> _EXERCISE REQUIREMENTS_:
1. Answer these about the post on winter ice and falling:
(a) How many years has the writer lived up here?
(b) What do people tell the writer to get for walking on ice?
(c) What do the cleat shoes clog on when walking around a farm?
2. Write the next part of the post on winter ice and falling, picking up after its last sentence.

> _SOURCE EXCERPT_:

---+---

2 February

Arctic Morning, Snow And Ice: A History Of Falling

by Jon Katz
Arctic Morning

The winter here is long and hard and cold, this winter is cold and long, but sometimes hard and sometimes not.

This week it has been hard, the ground is covered with ice and it is easy to fall. Whenever I write about falling – I fell a couple of days ago – I get a lot of messages telling me to get cleats or trac coverings for my shoes – those metal cleats to walk on the ice.

I am assured they work wonders, people even spell out the names for me

My first reaction is immature irritation – why do people think that someone who has lived up here for 15 years wouldn’t know about them? When I was young, people called me stupid and I suppose I am sensitive to that. My bad.

My second impulse is to smile. Cleat shoes are great perhaps for walking your dogs on icy streets in the suburbs or cities, they are not great for walking around a farm in the hard winter. The shoes instantly clog on mud, ice, and tenacious and ubiquitous and slippery manure. I have had some of my greatest falls wearing those metal attachments, they clog up nicely, and in extremely cold weather, they freeze instantly.

---+---

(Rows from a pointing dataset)

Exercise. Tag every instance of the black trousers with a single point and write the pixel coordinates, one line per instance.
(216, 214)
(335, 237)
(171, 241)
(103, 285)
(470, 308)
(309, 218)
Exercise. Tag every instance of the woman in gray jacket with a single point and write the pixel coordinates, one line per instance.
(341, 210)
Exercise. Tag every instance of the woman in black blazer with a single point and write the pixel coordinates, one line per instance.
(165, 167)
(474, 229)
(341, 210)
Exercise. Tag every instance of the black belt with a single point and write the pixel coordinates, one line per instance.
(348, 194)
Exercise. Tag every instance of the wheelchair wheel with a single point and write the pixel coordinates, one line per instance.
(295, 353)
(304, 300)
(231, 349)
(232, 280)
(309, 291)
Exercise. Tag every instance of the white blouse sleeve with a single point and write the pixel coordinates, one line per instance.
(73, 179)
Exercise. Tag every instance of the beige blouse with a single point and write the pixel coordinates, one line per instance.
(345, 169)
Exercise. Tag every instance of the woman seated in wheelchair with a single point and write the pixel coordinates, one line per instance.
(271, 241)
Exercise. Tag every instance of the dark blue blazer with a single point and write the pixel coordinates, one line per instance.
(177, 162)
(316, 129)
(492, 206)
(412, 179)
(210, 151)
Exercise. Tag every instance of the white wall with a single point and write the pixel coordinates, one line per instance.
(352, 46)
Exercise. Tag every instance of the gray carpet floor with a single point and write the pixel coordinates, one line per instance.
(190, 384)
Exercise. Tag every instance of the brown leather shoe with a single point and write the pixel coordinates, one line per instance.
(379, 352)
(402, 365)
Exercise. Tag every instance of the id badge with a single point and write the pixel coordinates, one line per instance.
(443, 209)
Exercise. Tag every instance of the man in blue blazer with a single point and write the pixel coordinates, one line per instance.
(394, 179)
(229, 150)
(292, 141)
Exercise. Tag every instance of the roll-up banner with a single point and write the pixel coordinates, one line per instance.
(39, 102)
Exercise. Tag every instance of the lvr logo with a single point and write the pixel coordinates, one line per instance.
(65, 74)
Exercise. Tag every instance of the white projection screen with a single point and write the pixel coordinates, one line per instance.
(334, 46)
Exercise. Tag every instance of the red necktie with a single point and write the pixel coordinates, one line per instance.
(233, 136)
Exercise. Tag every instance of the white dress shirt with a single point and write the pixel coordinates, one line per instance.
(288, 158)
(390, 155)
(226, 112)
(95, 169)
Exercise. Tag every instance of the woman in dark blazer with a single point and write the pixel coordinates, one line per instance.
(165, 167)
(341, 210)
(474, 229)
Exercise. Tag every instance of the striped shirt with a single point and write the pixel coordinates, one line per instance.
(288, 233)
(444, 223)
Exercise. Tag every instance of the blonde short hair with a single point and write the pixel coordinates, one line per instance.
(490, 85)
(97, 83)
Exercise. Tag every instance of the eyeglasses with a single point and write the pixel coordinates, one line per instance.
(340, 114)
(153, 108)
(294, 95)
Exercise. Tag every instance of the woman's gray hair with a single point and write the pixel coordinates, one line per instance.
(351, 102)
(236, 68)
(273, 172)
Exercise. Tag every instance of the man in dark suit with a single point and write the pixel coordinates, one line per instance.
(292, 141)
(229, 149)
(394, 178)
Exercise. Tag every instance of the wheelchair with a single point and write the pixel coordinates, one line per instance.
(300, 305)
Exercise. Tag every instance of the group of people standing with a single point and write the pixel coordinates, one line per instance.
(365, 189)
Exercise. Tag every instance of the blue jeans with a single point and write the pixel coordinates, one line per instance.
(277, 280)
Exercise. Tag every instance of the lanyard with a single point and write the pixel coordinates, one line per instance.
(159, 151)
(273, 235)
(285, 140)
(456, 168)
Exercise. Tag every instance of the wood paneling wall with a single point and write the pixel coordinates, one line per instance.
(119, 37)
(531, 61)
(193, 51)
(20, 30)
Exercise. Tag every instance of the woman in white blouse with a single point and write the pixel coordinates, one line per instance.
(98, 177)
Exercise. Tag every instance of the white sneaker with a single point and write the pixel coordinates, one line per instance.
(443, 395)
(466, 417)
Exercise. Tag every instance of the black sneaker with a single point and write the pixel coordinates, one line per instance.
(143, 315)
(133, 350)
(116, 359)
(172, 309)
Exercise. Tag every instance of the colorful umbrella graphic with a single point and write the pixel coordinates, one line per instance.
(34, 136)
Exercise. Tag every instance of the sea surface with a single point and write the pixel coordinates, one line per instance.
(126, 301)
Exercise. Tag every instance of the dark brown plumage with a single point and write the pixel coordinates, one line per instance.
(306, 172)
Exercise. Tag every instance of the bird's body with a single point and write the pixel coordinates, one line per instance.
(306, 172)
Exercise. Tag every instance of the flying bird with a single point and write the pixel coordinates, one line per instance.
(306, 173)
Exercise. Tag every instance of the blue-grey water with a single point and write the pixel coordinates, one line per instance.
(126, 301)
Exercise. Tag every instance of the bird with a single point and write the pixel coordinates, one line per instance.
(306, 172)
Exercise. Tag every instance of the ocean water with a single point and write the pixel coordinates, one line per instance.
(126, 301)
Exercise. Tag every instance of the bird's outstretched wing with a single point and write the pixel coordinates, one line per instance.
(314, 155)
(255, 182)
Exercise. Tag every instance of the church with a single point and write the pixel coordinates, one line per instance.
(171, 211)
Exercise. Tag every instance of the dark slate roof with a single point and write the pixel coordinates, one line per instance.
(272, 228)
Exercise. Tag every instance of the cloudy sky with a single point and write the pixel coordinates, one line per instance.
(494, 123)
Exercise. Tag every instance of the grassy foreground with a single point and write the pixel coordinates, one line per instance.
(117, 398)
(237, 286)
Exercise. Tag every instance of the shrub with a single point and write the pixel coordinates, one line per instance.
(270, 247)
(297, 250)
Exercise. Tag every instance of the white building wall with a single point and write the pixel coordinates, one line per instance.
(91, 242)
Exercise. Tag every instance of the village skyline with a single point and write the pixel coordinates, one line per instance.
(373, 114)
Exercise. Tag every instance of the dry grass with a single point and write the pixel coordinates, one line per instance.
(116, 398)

---+---

> _EXPECTED RESPONSES_:
1.
(a) 15 years.
(b) Cleats or trac coverings for shoes, the metal cleats for walking on ice.
(c) Mud, ice, and slippery manure.

2.
The problem up here is not smooth and slippery ice on flat ground, it is bitter cold in conjunction with mud mixed together with manure  and hay- and ice and rocks – on slopes and hills and uneven ground, a uniquely slippery and treacherous substance that is best-managed with heavy boots that have rigged bottoms. And also with walking sticks and vigilance.

If you are heavy – I am pretty big – this often gives some traction.

I have learned to walk slowly, to take heavy steps, look where I am going.

But let’s be honest. There is this idea out there that one can live on a farm and never fall. Several people messaged me after I reported falling on the ice and cautioned me not to ever go outside when there is ice. I think not…the animals would resent being starved to death, and then, of course there are the animal rights informers, forever looking for reasons to call the police.

I have learned to crawl well on my hands and knees  until I can get to a fence to hang onto.

I suppose this is the communication problem: it is absolutely impossible to live on a farm and not fall down.

Trac shoes will not prevent that. It is part of farm life.

Donkeys and horses can bump into you and send you flying without even trying.

Often you can’t see the danger. Under the snow and mud by February are thick slabs of frozen ground and ice.

You can’t see them. Newly fallen snow obscures them. The wind blows stuff in your eyes.  Trac shoes are a joke walking on them, they are as uncomfortable as they are useless.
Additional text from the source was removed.